## EXERCISE AIM
Transcribe the records exactly from the line with "Exercise. Put one marker on every instance of the fire" to the end, both included.

--------------------------------------------------

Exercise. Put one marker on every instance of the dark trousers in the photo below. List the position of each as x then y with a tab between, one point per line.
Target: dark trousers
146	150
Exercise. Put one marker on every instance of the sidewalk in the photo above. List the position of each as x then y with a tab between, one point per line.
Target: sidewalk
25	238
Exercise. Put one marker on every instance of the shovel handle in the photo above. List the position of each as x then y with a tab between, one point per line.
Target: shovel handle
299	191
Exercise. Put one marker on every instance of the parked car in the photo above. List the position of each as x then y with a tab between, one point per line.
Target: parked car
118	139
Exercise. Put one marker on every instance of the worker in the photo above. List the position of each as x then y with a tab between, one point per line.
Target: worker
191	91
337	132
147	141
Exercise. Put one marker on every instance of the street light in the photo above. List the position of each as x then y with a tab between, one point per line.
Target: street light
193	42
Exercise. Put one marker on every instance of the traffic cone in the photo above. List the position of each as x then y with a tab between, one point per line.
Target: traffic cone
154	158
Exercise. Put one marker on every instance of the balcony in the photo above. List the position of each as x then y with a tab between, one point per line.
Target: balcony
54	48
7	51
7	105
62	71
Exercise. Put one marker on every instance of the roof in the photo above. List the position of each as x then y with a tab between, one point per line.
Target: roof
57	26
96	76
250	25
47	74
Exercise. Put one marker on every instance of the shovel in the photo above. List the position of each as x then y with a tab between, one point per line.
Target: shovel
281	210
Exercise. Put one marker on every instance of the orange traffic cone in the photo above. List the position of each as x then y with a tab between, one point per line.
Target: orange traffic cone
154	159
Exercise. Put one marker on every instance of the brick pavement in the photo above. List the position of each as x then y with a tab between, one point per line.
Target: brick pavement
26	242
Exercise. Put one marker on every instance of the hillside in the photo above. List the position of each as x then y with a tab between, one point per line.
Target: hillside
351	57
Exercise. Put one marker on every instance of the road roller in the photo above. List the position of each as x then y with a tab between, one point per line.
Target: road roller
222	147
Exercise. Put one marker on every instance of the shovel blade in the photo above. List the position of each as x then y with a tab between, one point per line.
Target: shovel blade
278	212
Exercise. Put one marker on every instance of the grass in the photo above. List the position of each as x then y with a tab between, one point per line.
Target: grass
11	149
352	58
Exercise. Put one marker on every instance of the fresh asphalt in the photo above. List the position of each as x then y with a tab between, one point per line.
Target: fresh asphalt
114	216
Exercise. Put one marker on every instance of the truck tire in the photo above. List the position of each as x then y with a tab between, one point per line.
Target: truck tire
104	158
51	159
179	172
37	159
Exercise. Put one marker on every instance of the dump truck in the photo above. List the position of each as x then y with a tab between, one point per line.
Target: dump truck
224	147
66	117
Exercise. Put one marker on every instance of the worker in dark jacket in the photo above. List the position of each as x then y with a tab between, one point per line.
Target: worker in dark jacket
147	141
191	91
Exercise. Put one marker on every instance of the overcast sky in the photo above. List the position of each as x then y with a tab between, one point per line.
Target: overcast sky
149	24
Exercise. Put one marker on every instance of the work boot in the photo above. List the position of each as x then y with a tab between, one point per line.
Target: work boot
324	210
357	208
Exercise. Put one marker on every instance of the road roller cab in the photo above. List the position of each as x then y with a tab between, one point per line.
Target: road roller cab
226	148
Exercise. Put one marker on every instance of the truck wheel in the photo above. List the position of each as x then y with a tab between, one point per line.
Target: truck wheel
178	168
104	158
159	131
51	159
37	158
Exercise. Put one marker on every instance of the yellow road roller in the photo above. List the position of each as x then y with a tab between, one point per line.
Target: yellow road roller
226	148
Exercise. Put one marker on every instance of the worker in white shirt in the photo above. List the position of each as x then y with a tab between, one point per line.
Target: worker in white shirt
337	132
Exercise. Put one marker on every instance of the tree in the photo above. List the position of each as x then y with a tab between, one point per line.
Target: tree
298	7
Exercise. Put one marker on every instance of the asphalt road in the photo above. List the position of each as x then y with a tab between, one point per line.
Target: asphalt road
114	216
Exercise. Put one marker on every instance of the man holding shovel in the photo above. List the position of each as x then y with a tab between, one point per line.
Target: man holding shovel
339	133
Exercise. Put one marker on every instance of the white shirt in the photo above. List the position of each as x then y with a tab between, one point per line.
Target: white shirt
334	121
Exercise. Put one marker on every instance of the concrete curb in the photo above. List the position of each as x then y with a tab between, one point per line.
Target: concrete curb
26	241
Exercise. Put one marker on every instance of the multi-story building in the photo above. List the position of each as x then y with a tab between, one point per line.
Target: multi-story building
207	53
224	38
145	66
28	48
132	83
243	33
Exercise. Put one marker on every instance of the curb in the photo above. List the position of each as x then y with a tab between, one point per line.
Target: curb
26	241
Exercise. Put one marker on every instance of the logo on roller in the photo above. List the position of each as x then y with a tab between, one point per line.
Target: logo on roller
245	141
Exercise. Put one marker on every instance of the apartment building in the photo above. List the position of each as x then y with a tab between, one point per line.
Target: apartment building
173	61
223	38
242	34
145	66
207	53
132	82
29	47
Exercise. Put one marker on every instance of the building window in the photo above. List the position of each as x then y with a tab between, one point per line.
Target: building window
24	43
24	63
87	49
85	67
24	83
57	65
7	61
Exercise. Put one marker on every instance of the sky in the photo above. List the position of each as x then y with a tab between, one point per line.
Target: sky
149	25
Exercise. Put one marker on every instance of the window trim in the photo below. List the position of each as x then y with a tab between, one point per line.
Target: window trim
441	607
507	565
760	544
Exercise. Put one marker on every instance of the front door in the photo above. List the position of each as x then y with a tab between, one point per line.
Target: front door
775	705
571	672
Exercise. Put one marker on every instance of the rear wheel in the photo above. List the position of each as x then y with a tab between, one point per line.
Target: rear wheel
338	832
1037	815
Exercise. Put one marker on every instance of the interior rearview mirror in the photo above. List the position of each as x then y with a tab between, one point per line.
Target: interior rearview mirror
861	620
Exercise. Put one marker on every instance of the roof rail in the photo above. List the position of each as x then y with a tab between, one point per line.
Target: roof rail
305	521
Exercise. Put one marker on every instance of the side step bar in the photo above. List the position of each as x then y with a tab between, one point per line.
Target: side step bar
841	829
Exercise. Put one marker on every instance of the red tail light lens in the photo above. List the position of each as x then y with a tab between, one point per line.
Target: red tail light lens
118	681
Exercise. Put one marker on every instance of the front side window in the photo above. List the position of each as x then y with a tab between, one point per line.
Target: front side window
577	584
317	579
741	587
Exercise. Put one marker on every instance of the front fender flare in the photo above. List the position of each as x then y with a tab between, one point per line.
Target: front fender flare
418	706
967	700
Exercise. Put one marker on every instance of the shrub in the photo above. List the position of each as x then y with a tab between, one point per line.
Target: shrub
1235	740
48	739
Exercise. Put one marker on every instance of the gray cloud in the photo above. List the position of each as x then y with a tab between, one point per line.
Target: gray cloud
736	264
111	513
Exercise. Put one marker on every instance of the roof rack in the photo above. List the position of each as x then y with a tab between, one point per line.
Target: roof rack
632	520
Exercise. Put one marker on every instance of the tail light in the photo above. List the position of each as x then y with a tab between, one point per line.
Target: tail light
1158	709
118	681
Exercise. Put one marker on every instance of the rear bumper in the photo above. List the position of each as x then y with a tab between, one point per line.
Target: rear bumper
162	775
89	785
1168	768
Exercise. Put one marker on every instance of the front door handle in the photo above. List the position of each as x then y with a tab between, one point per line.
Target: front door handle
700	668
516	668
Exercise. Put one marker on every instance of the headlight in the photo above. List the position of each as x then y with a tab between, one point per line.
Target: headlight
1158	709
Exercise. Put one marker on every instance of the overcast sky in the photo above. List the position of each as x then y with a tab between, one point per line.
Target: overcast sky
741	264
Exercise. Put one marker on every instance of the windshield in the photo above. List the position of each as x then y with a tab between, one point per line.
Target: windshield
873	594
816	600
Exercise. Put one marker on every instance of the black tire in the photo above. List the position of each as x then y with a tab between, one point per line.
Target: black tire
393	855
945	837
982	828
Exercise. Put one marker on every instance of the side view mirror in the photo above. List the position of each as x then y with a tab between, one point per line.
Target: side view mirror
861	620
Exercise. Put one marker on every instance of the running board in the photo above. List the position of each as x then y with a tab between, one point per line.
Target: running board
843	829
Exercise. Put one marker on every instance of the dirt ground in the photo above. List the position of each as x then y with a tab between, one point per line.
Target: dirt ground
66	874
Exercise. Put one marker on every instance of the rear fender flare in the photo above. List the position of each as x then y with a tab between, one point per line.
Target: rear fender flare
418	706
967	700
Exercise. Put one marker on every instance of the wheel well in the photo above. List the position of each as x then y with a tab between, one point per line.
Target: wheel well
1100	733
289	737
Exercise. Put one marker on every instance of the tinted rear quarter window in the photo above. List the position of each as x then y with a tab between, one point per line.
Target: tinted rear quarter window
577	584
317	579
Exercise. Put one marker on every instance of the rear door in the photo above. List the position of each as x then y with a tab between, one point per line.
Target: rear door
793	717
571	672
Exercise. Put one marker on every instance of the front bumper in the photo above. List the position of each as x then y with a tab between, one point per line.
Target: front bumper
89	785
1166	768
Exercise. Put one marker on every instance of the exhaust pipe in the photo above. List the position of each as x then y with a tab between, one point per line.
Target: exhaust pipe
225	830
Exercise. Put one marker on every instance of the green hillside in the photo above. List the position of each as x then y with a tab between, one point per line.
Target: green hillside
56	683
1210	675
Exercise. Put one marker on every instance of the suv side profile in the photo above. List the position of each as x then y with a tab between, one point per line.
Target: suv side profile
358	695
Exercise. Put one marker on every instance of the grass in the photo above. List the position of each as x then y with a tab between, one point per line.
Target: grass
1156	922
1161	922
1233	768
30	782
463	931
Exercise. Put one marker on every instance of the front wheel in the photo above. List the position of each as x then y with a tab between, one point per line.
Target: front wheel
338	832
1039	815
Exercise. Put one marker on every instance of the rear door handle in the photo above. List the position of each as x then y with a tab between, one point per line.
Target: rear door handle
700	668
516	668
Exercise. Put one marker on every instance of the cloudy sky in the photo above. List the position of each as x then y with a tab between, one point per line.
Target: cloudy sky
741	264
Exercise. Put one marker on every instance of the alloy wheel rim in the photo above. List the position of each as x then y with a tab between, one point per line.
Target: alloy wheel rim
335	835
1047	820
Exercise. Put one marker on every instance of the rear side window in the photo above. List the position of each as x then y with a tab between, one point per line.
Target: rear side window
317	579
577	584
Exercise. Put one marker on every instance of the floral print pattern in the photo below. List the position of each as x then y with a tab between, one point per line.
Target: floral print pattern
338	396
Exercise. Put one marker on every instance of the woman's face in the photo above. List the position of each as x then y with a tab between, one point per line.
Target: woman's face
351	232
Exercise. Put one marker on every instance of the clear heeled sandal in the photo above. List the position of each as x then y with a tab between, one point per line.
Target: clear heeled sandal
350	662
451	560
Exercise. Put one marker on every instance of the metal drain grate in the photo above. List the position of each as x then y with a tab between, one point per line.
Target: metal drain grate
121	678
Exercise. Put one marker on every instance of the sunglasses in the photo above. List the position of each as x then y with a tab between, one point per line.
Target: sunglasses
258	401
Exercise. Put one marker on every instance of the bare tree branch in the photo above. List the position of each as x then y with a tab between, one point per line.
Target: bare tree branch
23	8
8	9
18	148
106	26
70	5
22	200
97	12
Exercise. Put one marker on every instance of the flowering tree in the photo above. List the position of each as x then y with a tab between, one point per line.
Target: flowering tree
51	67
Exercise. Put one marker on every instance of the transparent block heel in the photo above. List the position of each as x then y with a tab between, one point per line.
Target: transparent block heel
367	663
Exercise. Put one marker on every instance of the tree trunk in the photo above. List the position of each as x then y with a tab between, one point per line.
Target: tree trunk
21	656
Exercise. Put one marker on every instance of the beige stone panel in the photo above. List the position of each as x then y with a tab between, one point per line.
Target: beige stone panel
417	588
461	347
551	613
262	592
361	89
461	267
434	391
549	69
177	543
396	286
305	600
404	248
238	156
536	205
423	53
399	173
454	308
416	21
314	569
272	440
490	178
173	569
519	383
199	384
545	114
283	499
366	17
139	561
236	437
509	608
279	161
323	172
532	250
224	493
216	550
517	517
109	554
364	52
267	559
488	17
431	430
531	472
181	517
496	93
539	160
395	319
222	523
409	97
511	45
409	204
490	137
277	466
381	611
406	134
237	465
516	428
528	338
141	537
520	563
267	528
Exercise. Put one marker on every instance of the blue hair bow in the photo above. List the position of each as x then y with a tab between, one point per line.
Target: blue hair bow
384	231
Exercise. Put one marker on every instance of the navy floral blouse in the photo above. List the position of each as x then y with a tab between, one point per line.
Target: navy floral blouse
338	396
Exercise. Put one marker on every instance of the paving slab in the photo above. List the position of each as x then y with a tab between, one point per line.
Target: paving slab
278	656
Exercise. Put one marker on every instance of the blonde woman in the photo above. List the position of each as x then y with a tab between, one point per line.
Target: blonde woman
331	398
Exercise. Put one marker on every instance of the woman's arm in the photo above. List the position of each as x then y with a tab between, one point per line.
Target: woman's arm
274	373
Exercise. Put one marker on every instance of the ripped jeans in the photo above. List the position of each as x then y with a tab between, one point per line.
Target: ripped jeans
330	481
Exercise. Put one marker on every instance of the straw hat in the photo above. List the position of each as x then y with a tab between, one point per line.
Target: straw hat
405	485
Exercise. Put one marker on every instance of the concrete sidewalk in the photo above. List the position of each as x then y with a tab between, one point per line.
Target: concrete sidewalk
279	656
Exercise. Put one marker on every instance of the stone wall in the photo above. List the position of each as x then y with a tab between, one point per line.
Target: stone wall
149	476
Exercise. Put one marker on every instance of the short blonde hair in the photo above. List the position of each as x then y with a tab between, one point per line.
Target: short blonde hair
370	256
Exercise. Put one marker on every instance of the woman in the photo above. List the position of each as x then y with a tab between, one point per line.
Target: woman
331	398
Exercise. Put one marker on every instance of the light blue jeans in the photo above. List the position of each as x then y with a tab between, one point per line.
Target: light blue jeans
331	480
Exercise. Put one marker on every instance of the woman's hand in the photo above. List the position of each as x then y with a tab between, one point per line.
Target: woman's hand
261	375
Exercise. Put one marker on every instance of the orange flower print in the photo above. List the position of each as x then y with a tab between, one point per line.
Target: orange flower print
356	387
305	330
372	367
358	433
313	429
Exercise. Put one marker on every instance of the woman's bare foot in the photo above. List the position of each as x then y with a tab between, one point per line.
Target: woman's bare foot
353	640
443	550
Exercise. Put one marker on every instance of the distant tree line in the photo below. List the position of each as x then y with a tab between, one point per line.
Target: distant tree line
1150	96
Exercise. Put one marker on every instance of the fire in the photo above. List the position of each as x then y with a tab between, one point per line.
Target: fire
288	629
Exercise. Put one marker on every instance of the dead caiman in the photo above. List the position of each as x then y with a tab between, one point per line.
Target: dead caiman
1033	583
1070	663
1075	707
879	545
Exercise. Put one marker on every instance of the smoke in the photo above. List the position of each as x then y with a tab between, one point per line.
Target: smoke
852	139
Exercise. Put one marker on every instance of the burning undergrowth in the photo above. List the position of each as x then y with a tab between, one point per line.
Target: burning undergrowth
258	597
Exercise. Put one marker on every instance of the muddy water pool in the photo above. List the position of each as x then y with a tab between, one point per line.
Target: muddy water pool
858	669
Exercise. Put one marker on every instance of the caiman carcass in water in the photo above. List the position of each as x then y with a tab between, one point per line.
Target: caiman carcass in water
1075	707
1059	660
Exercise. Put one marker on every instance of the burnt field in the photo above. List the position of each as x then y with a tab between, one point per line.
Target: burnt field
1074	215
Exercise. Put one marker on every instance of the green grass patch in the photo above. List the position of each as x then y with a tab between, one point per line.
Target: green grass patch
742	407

--------------------------------------------------

## RESULT OF THIS TASK
Exercise. Put one marker on every instance of the fire in the photo above. List the position of each as x then y with a tab between, one point per line.
Target: fire
288	629
Exercise. Put one marker on every instance of the dead caiman in the photo above. List the position of each as x then y with a tab between, one point per line.
Target: dead caiman
1033	583
1070	663
1075	707
879	545
Exercise. Put one marker on every instance of the smoke in the photo above. List the position of each as x then y with a tab between, one point per line.
Target: smoke
852	139
Exercise. Put one marker on every instance of the burning undergrowth in the photo above. List the position of each as x then y with a tab between, one point per line.
Target: burning undergrowth
258	597
Exercise. Put one marker on every instance of the muddy water pool in the photo above. List the position of each as x then y with a tab between, one point per line.
Target: muddy water pool
858	669
Exercise. Put one marker on every instance of the caiman carcass in water in the photo above. List the position of each as x then y with a tab between, one point per line.
Target: caiman carcass in water
1075	707
1059	660
Exercise. Put one marker on every instance of the burnt field in the photo above. List the position of each as x then y with a tab between, one point per line.
Target: burnt field
1074	215
Exercise. Put one marker on every instance of the green grass patch in the photo above. List the position of each as x then y with a tab between, one point per line.
Target: green grass patch
742	407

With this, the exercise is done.